PROMPT:
Produce an exact copy of the lines from the line containing "Target: metal pole" through the last line of the listing below, both ends included, and nothing else.

MATERIAL PROVIDED:
★ ★ ★ ★ ★

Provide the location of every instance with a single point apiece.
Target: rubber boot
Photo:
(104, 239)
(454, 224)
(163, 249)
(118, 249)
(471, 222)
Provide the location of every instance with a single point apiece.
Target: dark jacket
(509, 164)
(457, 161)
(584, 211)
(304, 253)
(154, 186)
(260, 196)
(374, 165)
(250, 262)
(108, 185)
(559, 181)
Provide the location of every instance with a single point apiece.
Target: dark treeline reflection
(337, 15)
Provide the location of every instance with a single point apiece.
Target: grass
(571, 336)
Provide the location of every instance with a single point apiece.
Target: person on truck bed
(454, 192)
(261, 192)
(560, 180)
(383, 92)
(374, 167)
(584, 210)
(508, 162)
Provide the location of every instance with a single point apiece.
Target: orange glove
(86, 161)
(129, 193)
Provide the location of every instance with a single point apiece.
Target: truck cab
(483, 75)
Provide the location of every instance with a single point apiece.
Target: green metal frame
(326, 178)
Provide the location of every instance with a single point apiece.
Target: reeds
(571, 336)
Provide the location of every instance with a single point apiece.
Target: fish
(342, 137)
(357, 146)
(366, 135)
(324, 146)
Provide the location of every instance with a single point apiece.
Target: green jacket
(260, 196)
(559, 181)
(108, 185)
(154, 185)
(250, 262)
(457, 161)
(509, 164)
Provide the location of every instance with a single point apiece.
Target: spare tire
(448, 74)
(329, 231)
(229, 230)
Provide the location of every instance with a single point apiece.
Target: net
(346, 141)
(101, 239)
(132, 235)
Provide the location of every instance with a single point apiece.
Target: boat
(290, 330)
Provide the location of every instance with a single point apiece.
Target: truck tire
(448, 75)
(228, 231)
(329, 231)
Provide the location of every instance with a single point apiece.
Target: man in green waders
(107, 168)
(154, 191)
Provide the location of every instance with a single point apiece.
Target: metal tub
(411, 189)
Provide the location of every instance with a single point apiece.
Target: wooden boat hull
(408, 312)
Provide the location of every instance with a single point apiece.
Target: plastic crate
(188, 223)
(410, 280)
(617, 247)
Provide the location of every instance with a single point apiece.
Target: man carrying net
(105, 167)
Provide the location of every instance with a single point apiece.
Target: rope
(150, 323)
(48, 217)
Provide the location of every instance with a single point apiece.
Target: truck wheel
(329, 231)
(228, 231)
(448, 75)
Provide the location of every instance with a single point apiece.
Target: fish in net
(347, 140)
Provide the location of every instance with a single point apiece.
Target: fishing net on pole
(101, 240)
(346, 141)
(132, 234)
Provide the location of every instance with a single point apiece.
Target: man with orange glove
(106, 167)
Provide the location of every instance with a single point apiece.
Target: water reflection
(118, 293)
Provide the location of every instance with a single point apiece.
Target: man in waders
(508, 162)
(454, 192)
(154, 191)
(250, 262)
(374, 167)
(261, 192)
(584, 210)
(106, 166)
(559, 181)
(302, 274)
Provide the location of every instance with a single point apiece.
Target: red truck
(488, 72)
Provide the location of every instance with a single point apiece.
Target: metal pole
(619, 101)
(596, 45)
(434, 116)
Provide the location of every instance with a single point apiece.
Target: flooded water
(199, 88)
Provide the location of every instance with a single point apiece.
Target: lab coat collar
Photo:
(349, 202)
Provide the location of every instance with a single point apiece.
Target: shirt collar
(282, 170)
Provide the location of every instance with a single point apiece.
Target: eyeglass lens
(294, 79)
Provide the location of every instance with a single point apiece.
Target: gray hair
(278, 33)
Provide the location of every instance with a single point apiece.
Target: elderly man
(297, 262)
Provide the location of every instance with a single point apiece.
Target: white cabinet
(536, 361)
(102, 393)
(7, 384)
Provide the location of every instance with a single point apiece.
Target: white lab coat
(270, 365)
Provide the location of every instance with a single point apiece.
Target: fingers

★ ★ ★ ★ ★

COMPLETED EXERCISE:
Target: metal pole
(619, 101)
(596, 45)
(434, 116)
Provide the location of every instance with a single point apiece.
Target: flooded water
(199, 88)
Provide the location of every instance with a single point apiece.
Target: lab coat collar
Photo:
(349, 202)
Provide the location of every instance with a single point apiece.
Target: shirt collar
(282, 170)
Provide the location of every instance with a single point apiece.
Target: eyeglass lens
(294, 79)
Provide the location of every instance with a single point apiece.
Target: gray hair
(278, 33)
Provide the location of every instance with a single point apiece.
Target: elderly man
(297, 262)
Provide the location of every instance with a single point apiece.
Target: white cabinet
(536, 361)
(102, 393)
(7, 384)
Provide the location of every instance with a single point apiece.
Target: white lab coat
(270, 365)
Provide the location of every instance with a single point apiece.
Target: fingers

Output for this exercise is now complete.